Quoted passage

Assessing the damage

The first order of business is to figure out how many colliding symbols there are. But how to do it if the linker is going to only report one such symbol before giving up? I don’t have it down to a single script that would do all the steps, but here is the process I followed when I found myself in this situation:

Disclaimer: these instructions and Terminal commands come with no warranty, I cannot be held responsible if you hose your computer following them; caveat emptor.

  1. I arranged to be able to use commands that come as part of the Xcode tools package; I did so with xcode-select -switch /Applications/Xcode.app/Contents/Developer, and preceding all developer tool commands by xcrun; I could also have added the tools folder to my path.

  2. In one case I came across, the colliding symbols were already in the same static library before the final link (it was an intermediate static library generated by a subtarget) and I could start with step 3.

Entries
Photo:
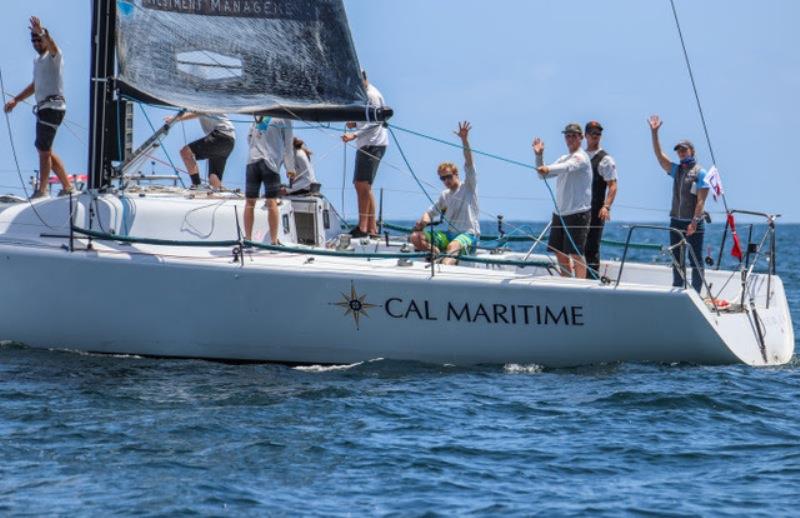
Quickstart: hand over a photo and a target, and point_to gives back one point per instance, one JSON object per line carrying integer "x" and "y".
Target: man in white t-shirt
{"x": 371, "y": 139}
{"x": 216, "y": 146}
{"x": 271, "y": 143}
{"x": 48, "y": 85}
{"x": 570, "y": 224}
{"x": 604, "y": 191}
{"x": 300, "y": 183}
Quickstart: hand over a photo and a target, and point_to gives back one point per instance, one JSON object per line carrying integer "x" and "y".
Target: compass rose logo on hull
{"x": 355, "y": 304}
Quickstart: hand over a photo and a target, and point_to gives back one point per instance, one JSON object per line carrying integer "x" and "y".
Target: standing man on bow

Written tasks
**1.** In the passage about colliding symbols, what command was used to make the Xcode tools commands usable?
**2.** Do the following statements agree with the passage about colliding symbols? (a) The linker reports every colliding symbol before it stops. (b) All the steps are combined into one script. (c) Developer tool commands were run with xcrun in front of them.

Per-task answers
**1.** xcode-select -switch /Applications/Xcode.app/Contents/Developer

**2.**
(a) No: "the linker is going to only report one such symbol before giving up"
(b) No: "I don’t have it down to a single script that would do all the steps"
(c) Yes: "preceding all developer tool commands by xcrun"